In the mailing-list excerpt, what new package does Michael Snoyman propose creating?

- _Document passage_:
[BEGIN]

On Tuesday, March 6, 2012 9:17:34 AM UTC-8, Michael Snoyman wrote:
Well, easy solution here: we'll make a yesod-exe package. Then a new
user's workflow is:

    cabal install yesod-exe
    yesod init
    ...
    cabal(-dev) install
    (sit and wait)

And the very least, it gives a much better feeling. We can also set up
yesod init to automatically install necessary build tools, including
alex and cabal-dev.

On Tue, Mar 6, 2012 at 3:55 PM, Greg Weber  wrote:
> cabal-meta automatically uses cabal-src. I think it should
> automatically install cabal-src. At this point I don't see a benefit
> to combining with cabal-src. Instead, cabal-src should be combined
> into cabal proper because it is clearly always useful for everyone.
>
> I built cabal-meta to solve *my* existing problems. I think we should
> consider using it for releasing betas also though.

[END]

- _Listing_:
[BEGIN]

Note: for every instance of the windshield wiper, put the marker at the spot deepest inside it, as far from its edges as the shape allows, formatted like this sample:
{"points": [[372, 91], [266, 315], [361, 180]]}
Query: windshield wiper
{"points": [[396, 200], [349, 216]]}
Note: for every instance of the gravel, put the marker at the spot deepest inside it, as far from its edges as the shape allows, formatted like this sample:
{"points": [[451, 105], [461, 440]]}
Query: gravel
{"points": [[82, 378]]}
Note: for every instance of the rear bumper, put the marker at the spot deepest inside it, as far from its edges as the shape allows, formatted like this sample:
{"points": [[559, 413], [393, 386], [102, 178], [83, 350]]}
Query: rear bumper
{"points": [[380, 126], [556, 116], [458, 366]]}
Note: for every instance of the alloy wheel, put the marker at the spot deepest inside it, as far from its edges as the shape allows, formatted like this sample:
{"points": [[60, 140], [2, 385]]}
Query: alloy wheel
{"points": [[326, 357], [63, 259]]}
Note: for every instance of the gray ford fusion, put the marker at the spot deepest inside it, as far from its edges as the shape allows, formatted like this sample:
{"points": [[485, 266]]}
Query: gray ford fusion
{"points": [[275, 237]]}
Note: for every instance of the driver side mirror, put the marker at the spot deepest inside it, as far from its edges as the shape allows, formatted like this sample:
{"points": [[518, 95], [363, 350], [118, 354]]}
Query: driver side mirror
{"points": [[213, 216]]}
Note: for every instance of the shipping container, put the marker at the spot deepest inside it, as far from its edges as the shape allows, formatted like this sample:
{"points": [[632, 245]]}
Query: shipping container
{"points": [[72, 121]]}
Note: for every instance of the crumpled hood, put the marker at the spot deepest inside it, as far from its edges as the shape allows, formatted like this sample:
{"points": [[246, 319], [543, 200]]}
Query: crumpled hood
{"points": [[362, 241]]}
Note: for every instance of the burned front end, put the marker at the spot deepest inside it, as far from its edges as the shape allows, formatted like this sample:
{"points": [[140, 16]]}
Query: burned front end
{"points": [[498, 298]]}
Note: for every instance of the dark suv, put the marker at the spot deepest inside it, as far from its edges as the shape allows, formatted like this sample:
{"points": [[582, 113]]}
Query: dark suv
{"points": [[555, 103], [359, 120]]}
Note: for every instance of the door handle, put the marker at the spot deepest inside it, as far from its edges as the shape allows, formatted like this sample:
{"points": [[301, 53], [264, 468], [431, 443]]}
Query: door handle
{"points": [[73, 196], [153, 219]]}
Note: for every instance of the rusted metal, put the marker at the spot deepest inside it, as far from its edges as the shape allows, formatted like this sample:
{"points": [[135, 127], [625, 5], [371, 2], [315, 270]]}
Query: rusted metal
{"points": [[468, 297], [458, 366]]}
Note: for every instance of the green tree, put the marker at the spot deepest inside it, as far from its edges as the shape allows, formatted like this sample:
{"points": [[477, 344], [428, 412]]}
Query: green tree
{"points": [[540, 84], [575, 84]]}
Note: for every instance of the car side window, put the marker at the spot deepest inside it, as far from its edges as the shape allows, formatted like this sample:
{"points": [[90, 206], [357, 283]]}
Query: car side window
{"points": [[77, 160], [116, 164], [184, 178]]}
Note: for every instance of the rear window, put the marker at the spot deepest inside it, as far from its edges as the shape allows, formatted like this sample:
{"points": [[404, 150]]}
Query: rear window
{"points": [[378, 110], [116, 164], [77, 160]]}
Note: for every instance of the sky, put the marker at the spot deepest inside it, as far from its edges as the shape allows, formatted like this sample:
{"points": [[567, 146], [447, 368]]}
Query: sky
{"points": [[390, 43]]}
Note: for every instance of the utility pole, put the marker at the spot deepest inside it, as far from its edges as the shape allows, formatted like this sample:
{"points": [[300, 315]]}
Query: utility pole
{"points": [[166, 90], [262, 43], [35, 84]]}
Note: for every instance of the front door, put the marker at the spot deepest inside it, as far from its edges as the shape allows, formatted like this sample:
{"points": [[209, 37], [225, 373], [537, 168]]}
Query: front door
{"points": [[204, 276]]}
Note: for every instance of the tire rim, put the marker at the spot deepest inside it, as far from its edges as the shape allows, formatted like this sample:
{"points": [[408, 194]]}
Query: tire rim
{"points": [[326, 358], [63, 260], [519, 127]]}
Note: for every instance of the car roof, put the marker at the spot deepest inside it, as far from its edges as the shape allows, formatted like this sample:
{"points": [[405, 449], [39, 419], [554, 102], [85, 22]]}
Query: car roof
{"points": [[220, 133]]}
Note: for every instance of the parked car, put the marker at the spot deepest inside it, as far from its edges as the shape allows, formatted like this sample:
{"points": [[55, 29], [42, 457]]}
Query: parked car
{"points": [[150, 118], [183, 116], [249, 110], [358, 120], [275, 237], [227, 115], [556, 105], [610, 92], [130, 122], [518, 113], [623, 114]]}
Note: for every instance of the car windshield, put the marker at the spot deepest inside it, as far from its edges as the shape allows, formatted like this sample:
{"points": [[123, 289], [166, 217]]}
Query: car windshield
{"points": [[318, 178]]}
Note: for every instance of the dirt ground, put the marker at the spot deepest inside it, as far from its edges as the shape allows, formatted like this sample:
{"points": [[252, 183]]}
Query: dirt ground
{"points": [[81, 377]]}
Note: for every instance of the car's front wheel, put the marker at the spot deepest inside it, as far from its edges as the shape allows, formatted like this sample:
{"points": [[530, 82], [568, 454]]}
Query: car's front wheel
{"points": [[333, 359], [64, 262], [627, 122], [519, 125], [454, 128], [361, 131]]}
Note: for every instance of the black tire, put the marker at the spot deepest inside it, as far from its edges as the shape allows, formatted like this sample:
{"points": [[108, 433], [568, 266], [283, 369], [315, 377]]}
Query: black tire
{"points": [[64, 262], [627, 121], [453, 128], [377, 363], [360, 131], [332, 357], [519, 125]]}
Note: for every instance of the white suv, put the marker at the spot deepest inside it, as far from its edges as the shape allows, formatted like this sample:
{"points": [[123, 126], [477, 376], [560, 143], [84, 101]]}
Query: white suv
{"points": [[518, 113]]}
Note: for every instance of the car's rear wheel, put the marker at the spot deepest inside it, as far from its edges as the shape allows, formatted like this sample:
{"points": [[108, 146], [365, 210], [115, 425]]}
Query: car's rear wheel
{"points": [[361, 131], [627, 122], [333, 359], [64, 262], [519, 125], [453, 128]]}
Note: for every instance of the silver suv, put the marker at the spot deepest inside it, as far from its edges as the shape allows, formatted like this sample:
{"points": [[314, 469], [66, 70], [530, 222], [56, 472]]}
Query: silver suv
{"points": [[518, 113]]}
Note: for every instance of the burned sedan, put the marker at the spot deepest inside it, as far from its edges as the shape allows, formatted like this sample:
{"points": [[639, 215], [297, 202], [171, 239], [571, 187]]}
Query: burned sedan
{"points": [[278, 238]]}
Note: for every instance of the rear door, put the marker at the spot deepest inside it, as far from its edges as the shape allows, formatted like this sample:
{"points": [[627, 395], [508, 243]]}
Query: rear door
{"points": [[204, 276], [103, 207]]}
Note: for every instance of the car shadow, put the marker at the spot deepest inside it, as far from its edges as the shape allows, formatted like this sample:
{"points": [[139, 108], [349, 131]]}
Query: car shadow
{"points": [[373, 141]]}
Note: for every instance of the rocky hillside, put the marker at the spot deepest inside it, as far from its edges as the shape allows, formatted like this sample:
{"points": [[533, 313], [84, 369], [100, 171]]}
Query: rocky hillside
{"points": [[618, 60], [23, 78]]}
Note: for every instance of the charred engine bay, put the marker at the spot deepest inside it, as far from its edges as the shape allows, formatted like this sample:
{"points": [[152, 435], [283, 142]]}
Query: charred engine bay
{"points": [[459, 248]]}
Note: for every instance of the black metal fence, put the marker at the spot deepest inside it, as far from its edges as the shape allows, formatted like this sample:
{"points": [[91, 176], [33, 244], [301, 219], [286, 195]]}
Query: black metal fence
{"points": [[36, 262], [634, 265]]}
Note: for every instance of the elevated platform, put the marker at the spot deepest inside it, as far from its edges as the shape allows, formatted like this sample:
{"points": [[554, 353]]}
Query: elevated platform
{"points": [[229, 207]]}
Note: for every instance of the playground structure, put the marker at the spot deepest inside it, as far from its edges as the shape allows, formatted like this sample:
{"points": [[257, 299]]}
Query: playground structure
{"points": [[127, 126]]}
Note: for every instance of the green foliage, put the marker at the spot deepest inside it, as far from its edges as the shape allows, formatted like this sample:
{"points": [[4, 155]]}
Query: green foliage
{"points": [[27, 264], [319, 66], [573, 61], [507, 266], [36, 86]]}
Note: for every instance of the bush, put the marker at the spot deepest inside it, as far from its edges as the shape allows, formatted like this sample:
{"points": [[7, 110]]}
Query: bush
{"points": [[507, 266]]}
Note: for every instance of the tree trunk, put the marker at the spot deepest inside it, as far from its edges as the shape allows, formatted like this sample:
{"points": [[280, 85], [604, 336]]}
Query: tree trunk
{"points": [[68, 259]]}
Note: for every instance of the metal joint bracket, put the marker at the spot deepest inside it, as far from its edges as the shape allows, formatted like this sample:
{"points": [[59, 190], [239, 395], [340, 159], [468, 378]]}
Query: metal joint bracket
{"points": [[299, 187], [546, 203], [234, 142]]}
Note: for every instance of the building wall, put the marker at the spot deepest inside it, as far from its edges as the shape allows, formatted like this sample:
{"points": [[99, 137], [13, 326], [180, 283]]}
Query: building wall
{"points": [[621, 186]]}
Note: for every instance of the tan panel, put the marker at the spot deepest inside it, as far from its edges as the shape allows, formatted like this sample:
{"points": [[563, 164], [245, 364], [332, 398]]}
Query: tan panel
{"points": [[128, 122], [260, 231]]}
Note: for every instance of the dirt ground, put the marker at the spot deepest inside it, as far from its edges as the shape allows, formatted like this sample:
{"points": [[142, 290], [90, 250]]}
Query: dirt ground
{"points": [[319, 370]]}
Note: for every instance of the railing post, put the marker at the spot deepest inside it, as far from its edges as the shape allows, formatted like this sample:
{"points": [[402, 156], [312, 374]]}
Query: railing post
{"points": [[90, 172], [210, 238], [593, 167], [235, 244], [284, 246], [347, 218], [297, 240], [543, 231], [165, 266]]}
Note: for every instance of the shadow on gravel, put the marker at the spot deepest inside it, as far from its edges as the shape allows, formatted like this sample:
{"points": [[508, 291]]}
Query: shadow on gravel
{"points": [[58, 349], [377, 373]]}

[END]

- _Task output_:
A yesod-exe package.